Task:
Count how many lines of the records below contain the string "orange", matching case exactly. Give only the number.

Supplied records:
☆ ☆ ☆ ☆ ☆ ☆ ☆
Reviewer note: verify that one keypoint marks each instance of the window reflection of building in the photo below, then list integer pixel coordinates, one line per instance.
☆ ☆ ☆ ☆ ☆ ☆ ☆
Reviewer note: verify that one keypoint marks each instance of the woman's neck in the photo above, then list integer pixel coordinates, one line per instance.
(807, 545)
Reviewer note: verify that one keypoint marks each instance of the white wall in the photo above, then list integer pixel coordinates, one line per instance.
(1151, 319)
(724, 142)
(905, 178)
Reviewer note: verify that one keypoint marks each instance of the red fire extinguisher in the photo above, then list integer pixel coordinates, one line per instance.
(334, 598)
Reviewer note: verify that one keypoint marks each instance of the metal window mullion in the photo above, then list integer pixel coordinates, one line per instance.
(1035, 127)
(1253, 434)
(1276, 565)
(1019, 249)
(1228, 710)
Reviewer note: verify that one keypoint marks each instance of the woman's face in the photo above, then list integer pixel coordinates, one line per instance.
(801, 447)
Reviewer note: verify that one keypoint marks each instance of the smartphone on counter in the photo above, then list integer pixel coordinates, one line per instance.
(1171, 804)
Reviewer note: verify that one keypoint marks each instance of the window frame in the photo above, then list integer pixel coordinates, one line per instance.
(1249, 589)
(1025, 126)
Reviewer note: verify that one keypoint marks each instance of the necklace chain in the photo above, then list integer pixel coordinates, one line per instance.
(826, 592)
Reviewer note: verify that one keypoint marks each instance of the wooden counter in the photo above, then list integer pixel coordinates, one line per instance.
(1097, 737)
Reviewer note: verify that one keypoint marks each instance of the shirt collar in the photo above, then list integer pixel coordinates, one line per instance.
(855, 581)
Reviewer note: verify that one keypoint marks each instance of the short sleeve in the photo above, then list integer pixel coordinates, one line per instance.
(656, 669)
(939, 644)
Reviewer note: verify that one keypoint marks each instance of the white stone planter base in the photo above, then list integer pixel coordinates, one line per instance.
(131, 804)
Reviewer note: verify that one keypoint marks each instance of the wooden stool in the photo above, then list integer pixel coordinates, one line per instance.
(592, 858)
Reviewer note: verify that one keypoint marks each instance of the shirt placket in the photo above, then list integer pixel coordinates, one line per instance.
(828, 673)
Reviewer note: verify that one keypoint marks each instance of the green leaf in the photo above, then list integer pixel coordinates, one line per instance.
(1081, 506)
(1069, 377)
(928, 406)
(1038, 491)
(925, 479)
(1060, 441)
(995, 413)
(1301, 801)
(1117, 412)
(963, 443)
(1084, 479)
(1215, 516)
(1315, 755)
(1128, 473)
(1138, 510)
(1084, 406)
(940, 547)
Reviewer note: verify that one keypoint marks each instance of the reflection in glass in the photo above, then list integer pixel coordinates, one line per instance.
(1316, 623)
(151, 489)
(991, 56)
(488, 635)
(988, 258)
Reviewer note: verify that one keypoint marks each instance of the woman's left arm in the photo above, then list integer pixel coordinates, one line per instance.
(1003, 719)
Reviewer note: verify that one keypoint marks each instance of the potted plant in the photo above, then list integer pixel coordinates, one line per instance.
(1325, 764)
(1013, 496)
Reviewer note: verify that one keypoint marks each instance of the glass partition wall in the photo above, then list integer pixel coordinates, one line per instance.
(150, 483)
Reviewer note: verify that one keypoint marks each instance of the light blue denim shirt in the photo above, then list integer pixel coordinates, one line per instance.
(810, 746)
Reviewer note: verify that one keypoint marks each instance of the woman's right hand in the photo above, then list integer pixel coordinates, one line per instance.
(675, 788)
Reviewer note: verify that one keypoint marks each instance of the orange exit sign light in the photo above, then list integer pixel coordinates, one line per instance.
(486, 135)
☆ ☆ ☆ ☆ ☆ ☆ ☆
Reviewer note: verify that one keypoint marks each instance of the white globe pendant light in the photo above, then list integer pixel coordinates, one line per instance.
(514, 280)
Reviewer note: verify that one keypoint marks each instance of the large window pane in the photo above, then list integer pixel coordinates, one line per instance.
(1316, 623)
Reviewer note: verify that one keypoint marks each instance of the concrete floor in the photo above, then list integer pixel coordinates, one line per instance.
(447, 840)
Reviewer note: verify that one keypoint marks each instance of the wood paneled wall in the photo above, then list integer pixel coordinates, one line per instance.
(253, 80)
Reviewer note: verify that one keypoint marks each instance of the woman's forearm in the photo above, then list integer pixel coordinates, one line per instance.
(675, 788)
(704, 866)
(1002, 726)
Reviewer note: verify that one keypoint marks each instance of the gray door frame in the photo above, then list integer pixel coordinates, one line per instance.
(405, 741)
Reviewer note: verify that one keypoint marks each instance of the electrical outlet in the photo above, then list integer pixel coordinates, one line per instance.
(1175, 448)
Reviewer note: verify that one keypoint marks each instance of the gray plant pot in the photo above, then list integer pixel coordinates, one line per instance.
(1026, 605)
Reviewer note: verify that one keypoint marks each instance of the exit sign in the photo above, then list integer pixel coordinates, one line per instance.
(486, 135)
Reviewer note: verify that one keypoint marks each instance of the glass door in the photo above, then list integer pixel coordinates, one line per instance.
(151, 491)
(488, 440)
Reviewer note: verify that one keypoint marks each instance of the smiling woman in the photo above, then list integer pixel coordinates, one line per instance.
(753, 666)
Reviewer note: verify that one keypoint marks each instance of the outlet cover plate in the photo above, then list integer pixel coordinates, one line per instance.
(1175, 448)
☆ ☆ ☆ ☆ ☆ ☆ ☆
Written solution:
1